— BEGIN INPUT MATERIAL —

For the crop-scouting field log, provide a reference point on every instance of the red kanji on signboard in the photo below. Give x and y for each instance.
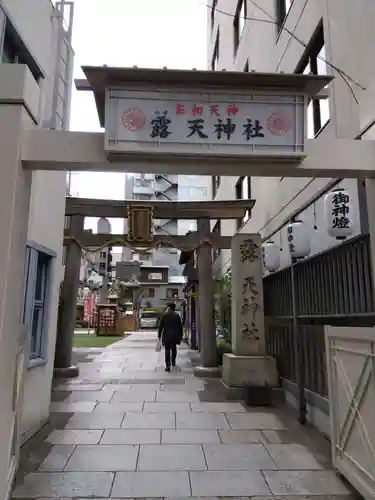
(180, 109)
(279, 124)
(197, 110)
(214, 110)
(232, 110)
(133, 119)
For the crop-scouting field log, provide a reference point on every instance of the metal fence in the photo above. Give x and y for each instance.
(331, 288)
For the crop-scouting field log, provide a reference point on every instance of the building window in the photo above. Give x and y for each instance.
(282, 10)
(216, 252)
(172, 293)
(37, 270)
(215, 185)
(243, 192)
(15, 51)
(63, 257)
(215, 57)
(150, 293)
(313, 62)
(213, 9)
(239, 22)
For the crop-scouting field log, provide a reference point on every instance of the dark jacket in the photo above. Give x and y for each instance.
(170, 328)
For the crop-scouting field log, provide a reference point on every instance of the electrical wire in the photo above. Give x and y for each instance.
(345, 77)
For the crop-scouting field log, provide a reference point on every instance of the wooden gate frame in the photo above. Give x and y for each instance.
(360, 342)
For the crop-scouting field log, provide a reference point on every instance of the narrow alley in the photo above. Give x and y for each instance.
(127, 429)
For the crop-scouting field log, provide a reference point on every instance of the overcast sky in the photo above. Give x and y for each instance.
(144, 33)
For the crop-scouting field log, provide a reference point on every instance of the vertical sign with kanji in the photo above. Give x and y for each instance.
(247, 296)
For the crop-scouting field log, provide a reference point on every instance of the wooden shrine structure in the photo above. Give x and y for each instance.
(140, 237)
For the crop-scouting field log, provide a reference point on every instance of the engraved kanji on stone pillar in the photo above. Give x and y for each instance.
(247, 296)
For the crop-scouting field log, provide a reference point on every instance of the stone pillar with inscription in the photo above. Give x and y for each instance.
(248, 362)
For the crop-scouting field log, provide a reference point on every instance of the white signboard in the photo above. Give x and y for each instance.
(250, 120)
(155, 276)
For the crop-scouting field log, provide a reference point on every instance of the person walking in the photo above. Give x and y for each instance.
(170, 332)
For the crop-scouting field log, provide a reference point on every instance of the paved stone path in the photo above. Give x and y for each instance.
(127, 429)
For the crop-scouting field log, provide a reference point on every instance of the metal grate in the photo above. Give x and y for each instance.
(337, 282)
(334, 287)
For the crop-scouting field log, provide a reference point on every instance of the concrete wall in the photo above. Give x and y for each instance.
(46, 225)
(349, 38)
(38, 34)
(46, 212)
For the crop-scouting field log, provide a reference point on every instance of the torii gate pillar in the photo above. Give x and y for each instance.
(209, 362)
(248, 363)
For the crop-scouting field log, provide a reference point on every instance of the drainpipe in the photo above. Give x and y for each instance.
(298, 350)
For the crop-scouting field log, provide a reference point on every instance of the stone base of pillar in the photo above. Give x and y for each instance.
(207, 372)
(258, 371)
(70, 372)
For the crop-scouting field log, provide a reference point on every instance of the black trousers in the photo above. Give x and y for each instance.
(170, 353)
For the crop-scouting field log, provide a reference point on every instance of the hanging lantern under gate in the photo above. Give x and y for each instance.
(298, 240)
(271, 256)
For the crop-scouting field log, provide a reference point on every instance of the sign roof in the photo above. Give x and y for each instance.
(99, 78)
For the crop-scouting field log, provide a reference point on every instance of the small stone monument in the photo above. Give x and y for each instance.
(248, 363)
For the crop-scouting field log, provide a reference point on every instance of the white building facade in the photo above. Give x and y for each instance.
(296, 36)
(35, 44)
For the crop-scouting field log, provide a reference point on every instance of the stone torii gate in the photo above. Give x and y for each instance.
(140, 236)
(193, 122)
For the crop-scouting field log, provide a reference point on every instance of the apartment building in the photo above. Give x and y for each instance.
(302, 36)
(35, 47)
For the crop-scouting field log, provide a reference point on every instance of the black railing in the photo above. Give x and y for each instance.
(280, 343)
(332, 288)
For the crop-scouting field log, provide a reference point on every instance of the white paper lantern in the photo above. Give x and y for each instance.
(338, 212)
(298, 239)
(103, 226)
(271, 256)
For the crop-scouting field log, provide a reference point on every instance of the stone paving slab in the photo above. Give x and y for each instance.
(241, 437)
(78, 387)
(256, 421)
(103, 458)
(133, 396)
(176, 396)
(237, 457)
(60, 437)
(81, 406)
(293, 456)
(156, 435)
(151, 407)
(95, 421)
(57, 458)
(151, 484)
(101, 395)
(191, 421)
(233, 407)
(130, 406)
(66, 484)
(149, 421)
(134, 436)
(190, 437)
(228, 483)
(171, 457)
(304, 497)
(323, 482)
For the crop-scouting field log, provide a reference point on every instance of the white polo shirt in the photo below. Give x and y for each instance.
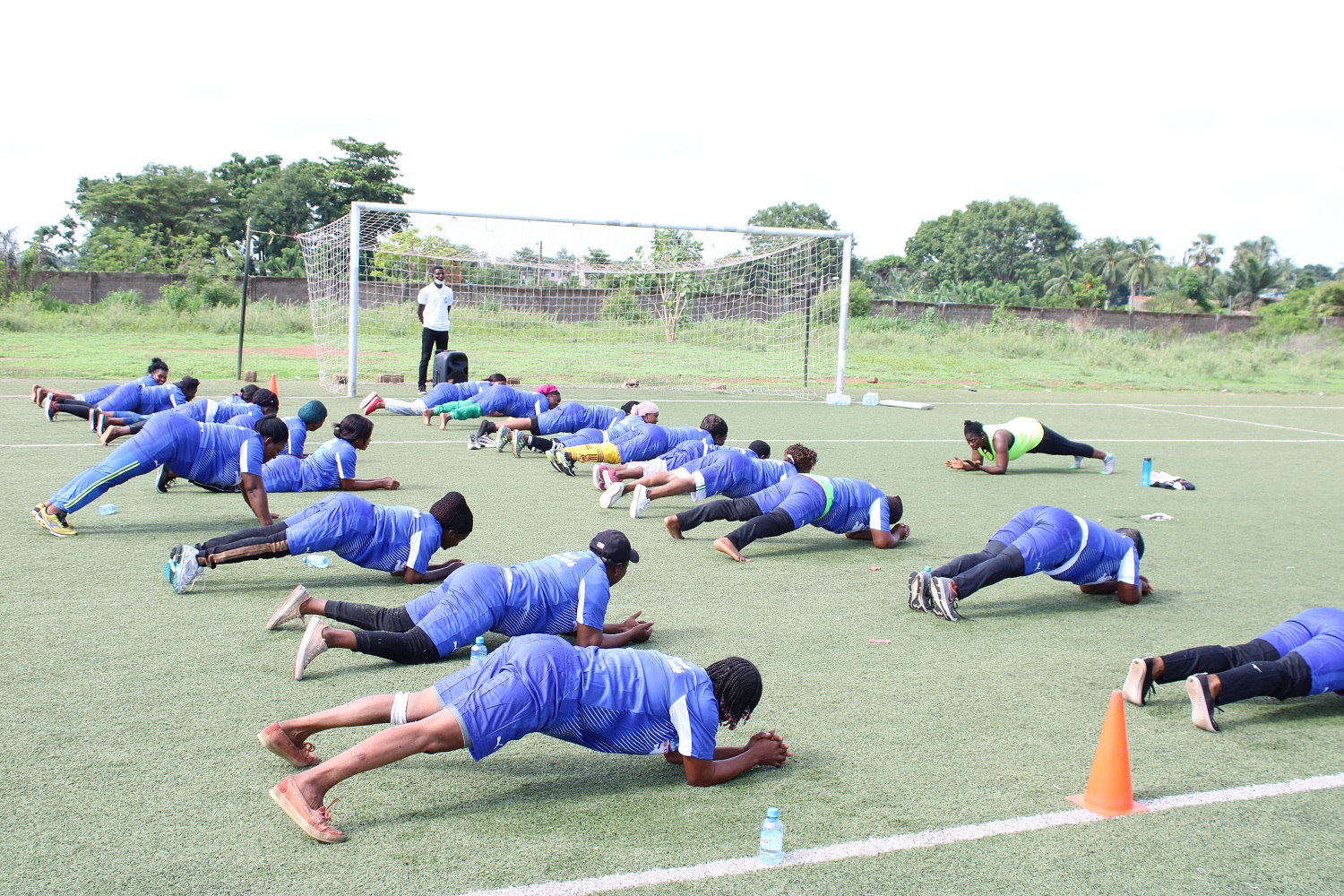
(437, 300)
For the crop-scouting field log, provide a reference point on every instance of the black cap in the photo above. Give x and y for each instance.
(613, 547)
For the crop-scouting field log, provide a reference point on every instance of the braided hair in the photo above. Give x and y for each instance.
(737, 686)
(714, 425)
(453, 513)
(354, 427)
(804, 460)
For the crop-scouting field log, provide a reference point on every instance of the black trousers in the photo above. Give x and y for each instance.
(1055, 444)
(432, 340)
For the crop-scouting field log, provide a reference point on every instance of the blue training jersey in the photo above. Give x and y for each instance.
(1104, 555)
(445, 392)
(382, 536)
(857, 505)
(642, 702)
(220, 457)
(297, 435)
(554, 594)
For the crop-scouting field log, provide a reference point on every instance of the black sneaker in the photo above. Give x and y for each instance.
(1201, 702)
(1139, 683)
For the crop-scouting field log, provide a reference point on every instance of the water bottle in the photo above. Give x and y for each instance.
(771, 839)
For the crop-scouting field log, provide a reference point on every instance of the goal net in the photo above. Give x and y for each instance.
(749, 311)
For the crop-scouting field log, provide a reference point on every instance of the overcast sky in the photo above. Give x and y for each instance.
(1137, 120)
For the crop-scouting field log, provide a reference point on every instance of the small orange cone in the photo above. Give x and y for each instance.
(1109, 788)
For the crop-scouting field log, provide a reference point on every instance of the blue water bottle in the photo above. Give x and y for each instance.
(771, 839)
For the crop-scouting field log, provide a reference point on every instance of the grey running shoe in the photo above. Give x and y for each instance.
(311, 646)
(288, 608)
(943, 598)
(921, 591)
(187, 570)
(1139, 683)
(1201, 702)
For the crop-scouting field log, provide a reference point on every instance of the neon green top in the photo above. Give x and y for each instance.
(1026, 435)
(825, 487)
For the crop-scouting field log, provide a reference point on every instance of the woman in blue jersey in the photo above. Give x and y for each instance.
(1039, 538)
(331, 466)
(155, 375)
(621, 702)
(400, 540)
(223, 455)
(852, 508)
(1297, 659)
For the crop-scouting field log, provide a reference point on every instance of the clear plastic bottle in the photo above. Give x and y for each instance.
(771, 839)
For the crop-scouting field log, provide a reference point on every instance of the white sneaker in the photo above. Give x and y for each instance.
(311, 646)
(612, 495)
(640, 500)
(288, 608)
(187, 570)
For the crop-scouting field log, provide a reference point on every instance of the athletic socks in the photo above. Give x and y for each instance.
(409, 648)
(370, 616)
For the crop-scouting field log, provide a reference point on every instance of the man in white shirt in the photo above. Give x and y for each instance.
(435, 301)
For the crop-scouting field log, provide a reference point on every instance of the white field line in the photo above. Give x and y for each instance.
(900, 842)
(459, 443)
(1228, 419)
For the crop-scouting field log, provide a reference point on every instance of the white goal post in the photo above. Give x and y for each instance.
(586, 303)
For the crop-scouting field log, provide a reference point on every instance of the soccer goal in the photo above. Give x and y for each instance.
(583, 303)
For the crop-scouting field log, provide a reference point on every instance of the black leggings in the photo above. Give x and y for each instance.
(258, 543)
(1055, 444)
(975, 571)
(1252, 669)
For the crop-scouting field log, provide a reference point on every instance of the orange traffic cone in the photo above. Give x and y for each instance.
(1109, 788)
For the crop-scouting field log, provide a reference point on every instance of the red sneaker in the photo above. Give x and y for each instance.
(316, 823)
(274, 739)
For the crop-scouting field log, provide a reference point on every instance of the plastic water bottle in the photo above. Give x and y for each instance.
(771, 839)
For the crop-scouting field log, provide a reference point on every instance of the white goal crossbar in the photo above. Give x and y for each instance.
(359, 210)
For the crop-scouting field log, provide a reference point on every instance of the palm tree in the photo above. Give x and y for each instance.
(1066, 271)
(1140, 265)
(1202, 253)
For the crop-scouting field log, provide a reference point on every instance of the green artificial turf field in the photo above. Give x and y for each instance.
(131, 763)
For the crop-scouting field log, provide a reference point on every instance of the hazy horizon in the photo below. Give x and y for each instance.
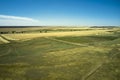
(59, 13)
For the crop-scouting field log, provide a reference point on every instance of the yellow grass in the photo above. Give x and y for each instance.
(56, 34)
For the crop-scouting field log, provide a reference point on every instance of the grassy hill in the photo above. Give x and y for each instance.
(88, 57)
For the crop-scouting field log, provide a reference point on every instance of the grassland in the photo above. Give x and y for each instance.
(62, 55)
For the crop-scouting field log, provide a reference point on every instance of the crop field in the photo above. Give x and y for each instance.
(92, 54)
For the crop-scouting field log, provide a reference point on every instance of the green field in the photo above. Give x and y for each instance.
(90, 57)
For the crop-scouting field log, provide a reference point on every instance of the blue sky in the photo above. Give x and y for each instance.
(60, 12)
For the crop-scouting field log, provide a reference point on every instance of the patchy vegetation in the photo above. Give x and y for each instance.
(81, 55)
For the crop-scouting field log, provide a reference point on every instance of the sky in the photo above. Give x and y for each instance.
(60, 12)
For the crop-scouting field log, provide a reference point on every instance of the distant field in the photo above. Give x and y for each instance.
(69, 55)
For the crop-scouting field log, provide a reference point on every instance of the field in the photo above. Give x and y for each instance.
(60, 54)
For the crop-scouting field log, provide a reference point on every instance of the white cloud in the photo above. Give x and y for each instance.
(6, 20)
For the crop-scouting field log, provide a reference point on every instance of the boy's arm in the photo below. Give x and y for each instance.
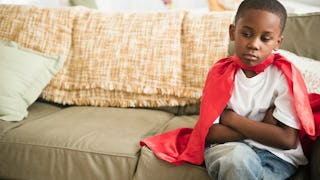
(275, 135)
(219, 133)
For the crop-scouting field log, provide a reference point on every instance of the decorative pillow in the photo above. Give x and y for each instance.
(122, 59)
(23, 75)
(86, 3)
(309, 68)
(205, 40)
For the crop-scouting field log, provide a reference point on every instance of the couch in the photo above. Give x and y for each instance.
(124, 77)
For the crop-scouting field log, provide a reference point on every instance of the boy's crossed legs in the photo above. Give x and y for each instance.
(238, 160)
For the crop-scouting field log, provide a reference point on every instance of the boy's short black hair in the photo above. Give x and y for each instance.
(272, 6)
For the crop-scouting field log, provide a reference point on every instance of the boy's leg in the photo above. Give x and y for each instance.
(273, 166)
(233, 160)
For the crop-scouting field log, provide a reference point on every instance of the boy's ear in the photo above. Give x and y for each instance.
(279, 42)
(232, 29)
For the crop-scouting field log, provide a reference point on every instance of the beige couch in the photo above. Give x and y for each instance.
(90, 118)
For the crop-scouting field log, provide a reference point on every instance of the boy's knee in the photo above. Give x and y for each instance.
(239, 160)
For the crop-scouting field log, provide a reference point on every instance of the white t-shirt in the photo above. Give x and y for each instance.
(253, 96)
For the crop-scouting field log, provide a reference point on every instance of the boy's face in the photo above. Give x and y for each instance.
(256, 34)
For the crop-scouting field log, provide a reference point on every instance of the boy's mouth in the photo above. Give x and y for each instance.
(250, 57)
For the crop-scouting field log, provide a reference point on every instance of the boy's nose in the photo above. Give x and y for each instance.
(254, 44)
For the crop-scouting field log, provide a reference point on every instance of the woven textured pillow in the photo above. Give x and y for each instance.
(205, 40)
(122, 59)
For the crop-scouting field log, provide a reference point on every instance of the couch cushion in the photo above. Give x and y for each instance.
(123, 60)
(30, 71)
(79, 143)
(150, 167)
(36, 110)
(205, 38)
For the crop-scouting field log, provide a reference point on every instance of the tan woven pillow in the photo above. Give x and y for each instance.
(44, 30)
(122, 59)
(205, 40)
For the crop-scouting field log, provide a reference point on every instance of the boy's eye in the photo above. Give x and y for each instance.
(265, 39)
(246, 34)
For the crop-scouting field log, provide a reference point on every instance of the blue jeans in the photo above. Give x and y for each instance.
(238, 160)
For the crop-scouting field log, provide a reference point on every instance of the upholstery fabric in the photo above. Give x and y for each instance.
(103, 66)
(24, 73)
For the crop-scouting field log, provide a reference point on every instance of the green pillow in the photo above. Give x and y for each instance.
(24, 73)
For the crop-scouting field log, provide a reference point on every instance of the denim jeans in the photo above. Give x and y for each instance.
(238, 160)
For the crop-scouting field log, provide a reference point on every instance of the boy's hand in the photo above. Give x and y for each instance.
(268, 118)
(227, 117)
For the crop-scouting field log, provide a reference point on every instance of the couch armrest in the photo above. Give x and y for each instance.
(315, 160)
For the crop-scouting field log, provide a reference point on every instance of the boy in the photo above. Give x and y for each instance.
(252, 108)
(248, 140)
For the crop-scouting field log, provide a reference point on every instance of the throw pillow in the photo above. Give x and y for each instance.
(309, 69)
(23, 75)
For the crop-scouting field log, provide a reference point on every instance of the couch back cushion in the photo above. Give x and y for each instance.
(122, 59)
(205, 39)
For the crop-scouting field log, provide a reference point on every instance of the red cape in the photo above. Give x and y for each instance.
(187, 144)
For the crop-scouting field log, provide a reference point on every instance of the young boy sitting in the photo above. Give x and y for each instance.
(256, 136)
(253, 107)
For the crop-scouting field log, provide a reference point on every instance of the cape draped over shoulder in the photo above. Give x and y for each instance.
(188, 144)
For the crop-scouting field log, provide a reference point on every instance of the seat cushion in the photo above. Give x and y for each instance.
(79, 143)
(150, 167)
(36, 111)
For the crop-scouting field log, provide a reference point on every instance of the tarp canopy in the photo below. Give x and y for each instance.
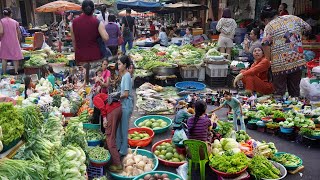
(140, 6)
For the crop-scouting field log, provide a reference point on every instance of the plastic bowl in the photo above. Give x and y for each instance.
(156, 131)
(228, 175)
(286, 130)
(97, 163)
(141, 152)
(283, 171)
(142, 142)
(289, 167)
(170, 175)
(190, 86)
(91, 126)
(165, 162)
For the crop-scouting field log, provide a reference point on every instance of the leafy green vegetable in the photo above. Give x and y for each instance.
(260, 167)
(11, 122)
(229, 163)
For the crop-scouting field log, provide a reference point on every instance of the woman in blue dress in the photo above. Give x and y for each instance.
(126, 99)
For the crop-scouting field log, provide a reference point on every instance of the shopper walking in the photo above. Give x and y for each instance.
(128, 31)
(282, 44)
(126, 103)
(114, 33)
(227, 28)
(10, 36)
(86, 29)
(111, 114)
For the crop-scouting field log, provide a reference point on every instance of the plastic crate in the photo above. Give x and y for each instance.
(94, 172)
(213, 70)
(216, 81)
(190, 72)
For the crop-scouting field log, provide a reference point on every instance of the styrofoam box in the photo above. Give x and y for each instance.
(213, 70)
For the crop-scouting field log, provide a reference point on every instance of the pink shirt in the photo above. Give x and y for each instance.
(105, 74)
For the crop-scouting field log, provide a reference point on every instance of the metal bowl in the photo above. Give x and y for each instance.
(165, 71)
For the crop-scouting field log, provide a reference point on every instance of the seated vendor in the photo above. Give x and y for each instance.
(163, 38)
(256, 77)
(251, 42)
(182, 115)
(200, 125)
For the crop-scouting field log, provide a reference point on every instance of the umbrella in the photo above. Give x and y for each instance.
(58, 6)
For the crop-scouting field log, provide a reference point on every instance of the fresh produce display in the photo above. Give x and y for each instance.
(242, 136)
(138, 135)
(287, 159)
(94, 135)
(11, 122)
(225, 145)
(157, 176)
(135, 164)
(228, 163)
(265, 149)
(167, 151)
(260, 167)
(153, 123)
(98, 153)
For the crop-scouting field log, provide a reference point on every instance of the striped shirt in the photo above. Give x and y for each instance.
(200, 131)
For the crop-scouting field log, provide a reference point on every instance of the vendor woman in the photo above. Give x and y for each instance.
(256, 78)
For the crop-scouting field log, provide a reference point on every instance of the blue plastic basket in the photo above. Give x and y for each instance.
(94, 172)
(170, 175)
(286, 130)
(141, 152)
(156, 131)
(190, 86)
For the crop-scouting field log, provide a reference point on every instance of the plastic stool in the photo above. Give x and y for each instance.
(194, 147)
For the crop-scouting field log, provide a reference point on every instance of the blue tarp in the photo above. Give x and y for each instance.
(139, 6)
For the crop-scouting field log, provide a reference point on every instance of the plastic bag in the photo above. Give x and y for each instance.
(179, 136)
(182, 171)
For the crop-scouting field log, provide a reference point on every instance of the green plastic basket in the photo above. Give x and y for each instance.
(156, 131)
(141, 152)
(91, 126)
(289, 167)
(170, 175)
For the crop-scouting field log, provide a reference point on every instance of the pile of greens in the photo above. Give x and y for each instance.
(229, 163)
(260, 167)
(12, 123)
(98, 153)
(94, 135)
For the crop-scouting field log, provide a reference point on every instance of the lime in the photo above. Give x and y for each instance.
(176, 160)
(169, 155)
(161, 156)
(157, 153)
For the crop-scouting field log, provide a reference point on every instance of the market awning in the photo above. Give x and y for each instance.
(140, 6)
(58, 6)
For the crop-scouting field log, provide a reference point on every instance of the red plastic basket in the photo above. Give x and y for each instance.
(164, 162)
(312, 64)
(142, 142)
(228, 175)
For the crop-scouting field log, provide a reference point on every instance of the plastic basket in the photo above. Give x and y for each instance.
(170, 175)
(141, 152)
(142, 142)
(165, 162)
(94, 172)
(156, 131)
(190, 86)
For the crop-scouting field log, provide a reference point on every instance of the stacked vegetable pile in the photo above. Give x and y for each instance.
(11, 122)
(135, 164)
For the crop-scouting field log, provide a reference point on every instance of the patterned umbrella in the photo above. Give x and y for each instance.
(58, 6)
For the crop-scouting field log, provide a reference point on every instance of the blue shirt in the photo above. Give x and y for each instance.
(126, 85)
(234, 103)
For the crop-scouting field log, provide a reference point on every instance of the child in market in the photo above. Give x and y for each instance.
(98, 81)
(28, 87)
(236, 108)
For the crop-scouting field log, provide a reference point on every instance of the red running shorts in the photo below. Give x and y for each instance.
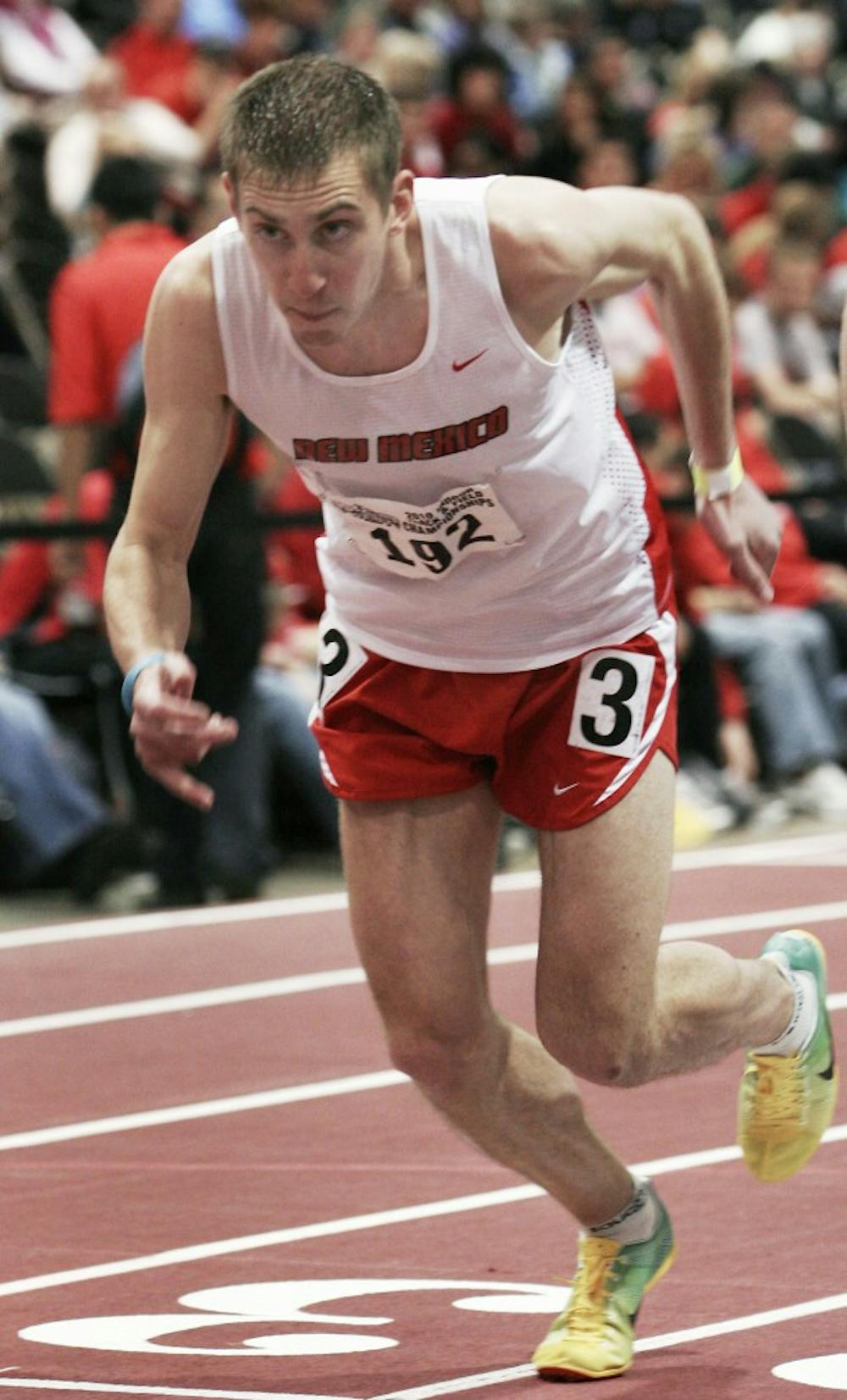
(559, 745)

— END INPUT MATERIAL —

* THE TASK:
Only the lines from the line bearing "the plastic basket" to the end of the listing above, both inclusive, should be extracted verbatim; the pictures are excluded.

* WRITTEN SOLUTION:
For the crop-scouting field log, provide a reference point on every instance of the plastic basket in the photo above. Give x and y for each instance.
(170, 175)
(141, 152)
(142, 142)
(165, 162)
(94, 172)
(156, 131)
(190, 86)
For the crop-scouting field log, provide a reference point on every instance of the stacked vegetable pile in the photo above. Give x and y for each instance.
(11, 122)
(135, 164)
For the crop-scouting field log, provide a reference point on every instance of the patterned umbrella in the photo above. Give x and y for each instance.
(58, 6)
For the crop-scouting field log, provide a reference point on every instance of the blue shirt in the photo above. Give x and y for each instance.
(126, 85)
(234, 103)
For the crop-scouting field log, provide a reference point on every instance of the child in market in the photo above. Give x and y for each instance.
(98, 81)
(28, 87)
(236, 108)
For the crop-scouting field log, provide a reference point on every instance of the red running shorts in the photo below. Give x and y for each instance.
(559, 745)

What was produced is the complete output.